__TO DO__. Replace "detection_task" with "localization_task" everywhere it occurs in the records below, leaving all else unchanged. Leave the pictures out of your answer.

===

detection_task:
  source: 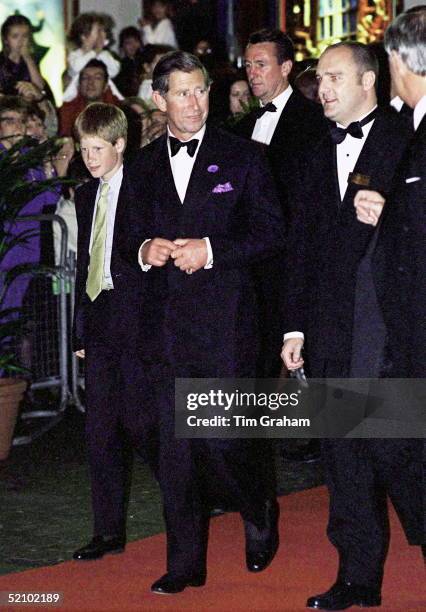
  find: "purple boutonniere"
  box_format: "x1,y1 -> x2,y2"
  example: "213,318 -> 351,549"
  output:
212,182 -> 234,193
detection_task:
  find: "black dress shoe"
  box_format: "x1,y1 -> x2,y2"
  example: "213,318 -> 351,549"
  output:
72,536 -> 126,561
306,582 -> 382,610
151,574 -> 206,595
244,499 -> 280,572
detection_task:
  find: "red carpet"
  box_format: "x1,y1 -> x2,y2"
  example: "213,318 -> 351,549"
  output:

===

__TASK RESULT__.
localization_task:
  source: 
  find: "purple boutonniere"
  box_format: "x1,y1 -> x2,y2"
  example: "213,318 -> 351,549"
  output:
212,182 -> 234,193
localization_task:
  find: "black dress shoe"
  box_format: "x1,y1 -> x2,y2"
  example: "213,318 -> 351,549"
  output:
72,536 -> 126,561
306,582 -> 382,610
151,574 -> 206,595
244,499 -> 280,572
localization_task:
  find: "red carpet"
  box_format: "x1,y1 -> x2,y2"
  example: "213,318 -> 351,549"
  output:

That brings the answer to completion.